> _The problem_:
Go line by line through the data below and count those with the string "blue". Give the number only.

Data extracted from a collection:

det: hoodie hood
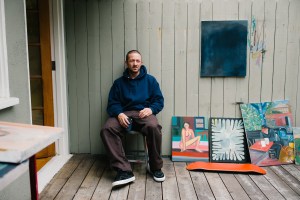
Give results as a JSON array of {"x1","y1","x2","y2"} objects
[
  {"x1": 123, "y1": 65, "x2": 147, "y2": 79},
  {"x1": 107, "y1": 64, "x2": 164, "y2": 117}
]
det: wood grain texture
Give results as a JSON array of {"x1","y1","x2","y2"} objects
[
  {"x1": 205, "y1": 172, "x2": 232, "y2": 199},
  {"x1": 112, "y1": 0, "x2": 125, "y2": 81},
  {"x1": 87, "y1": 0, "x2": 102, "y2": 154},
  {"x1": 162, "y1": 161, "x2": 180, "y2": 200},
  {"x1": 219, "y1": 173, "x2": 250, "y2": 200},
  {"x1": 190, "y1": 170, "x2": 215, "y2": 200},
  {"x1": 73, "y1": 160, "x2": 105, "y2": 200},
  {"x1": 248, "y1": 0, "x2": 264, "y2": 103},
  {"x1": 127, "y1": 164, "x2": 146, "y2": 200},
  {"x1": 124, "y1": 0, "x2": 137, "y2": 52},
  {"x1": 250, "y1": 173, "x2": 285, "y2": 200},
  {"x1": 174, "y1": 1, "x2": 187, "y2": 116},
  {"x1": 236, "y1": 0, "x2": 252, "y2": 116},
  {"x1": 270, "y1": 166, "x2": 300, "y2": 195},
  {"x1": 149, "y1": 1, "x2": 163, "y2": 123},
  {"x1": 55, "y1": 156, "x2": 95, "y2": 200},
  {"x1": 65, "y1": 0, "x2": 79, "y2": 153},
  {"x1": 199, "y1": 0, "x2": 212, "y2": 117},
  {"x1": 99, "y1": 0, "x2": 113, "y2": 130},
  {"x1": 263, "y1": 167, "x2": 300, "y2": 200},
  {"x1": 186, "y1": 1, "x2": 200, "y2": 116},
  {"x1": 260, "y1": 0, "x2": 276, "y2": 102},
  {"x1": 40, "y1": 155, "x2": 85, "y2": 200},
  {"x1": 272, "y1": 0, "x2": 289, "y2": 101},
  {"x1": 161, "y1": 0, "x2": 175, "y2": 155},
  {"x1": 235, "y1": 174, "x2": 268, "y2": 200},
  {"x1": 137, "y1": 1, "x2": 150, "y2": 66},
  {"x1": 174, "y1": 162, "x2": 198, "y2": 199}
]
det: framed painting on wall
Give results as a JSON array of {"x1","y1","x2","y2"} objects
[
  {"x1": 171, "y1": 116, "x2": 209, "y2": 162},
  {"x1": 201, "y1": 20, "x2": 248, "y2": 77},
  {"x1": 209, "y1": 118, "x2": 250, "y2": 163},
  {"x1": 240, "y1": 100, "x2": 294, "y2": 166}
]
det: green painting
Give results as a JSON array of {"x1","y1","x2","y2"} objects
[
  {"x1": 240, "y1": 100, "x2": 294, "y2": 166},
  {"x1": 294, "y1": 127, "x2": 300, "y2": 165}
]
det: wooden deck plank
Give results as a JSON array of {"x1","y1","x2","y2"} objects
[
  {"x1": 40, "y1": 155, "x2": 85, "y2": 200},
  {"x1": 145, "y1": 171, "x2": 162, "y2": 200},
  {"x1": 54, "y1": 156, "x2": 95, "y2": 200},
  {"x1": 263, "y1": 167, "x2": 300, "y2": 200},
  {"x1": 190, "y1": 170, "x2": 215, "y2": 200},
  {"x1": 91, "y1": 167, "x2": 114, "y2": 200},
  {"x1": 250, "y1": 174, "x2": 285, "y2": 200},
  {"x1": 73, "y1": 160, "x2": 106, "y2": 200},
  {"x1": 270, "y1": 166, "x2": 300, "y2": 195},
  {"x1": 174, "y1": 162, "x2": 198, "y2": 199},
  {"x1": 110, "y1": 184, "x2": 130, "y2": 200},
  {"x1": 162, "y1": 161, "x2": 180, "y2": 200},
  {"x1": 127, "y1": 163, "x2": 146, "y2": 200},
  {"x1": 219, "y1": 173, "x2": 250, "y2": 200},
  {"x1": 234, "y1": 174, "x2": 268, "y2": 200},
  {"x1": 294, "y1": 164, "x2": 300, "y2": 171},
  {"x1": 205, "y1": 172, "x2": 232, "y2": 199},
  {"x1": 282, "y1": 164, "x2": 300, "y2": 182}
]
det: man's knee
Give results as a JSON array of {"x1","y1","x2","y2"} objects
[{"x1": 143, "y1": 124, "x2": 162, "y2": 136}]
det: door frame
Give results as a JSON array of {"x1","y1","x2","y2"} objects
[
  {"x1": 37, "y1": 0, "x2": 71, "y2": 192},
  {"x1": 49, "y1": 0, "x2": 69, "y2": 157}
]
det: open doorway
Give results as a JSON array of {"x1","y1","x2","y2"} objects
[{"x1": 26, "y1": 0, "x2": 55, "y2": 171}]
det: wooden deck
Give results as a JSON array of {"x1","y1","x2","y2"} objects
[{"x1": 40, "y1": 154, "x2": 300, "y2": 200}]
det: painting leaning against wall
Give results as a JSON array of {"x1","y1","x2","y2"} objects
[
  {"x1": 209, "y1": 118, "x2": 250, "y2": 163},
  {"x1": 294, "y1": 127, "x2": 300, "y2": 165},
  {"x1": 240, "y1": 100, "x2": 294, "y2": 166},
  {"x1": 171, "y1": 116, "x2": 209, "y2": 162}
]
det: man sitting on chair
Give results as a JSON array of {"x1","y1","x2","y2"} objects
[{"x1": 100, "y1": 50, "x2": 165, "y2": 187}]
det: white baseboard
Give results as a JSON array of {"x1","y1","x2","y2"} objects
[{"x1": 37, "y1": 154, "x2": 73, "y2": 193}]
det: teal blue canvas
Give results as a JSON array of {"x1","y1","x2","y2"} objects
[{"x1": 201, "y1": 20, "x2": 248, "y2": 77}]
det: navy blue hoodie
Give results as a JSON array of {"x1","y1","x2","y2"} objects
[{"x1": 107, "y1": 65, "x2": 164, "y2": 117}]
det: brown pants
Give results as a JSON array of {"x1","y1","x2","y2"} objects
[{"x1": 100, "y1": 110, "x2": 163, "y2": 171}]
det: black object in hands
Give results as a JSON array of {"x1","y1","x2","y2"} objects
[{"x1": 125, "y1": 118, "x2": 133, "y2": 132}]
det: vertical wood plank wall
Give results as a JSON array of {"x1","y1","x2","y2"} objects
[{"x1": 65, "y1": 0, "x2": 300, "y2": 155}]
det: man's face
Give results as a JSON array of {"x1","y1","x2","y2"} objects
[{"x1": 126, "y1": 52, "x2": 142, "y2": 74}]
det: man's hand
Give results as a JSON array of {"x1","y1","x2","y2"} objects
[
  {"x1": 118, "y1": 113, "x2": 130, "y2": 128},
  {"x1": 139, "y1": 108, "x2": 152, "y2": 119}
]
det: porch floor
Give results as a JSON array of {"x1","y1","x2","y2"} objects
[{"x1": 40, "y1": 154, "x2": 300, "y2": 200}]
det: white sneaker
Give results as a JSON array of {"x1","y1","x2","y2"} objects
[{"x1": 147, "y1": 164, "x2": 165, "y2": 182}]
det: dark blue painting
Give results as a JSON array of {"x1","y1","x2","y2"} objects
[{"x1": 201, "y1": 20, "x2": 248, "y2": 77}]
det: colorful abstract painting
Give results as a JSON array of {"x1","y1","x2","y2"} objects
[
  {"x1": 240, "y1": 100, "x2": 294, "y2": 166},
  {"x1": 201, "y1": 20, "x2": 248, "y2": 77},
  {"x1": 172, "y1": 116, "x2": 209, "y2": 162},
  {"x1": 209, "y1": 118, "x2": 250, "y2": 163},
  {"x1": 294, "y1": 127, "x2": 300, "y2": 165}
]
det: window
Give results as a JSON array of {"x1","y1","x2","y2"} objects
[{"x1": 0, "y1": 1, "x2": 19, "y2": 109}]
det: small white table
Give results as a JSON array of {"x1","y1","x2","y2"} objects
[{"x1": 0, "y1": 121, "x2": 63, "y2": 200}]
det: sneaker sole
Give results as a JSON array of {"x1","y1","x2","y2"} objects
[
  {"x1": 147, "y1": 165, "x2": 165, "y2": 182},
  {"x1": 153, "y1": 175, "x2": 165, "y2": 182},
  {"x1": 112, "y1": 176, "x2": 135, "y2": 187}
]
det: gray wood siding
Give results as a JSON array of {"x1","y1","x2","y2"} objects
[{"x1": 65, "y1": 0, "x2": 300, "y2": 155}]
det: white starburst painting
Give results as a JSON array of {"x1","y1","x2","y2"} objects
[{"x1": 209, "y1": 118, "x2": 249, "y2": 163}]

> _Solution_:
3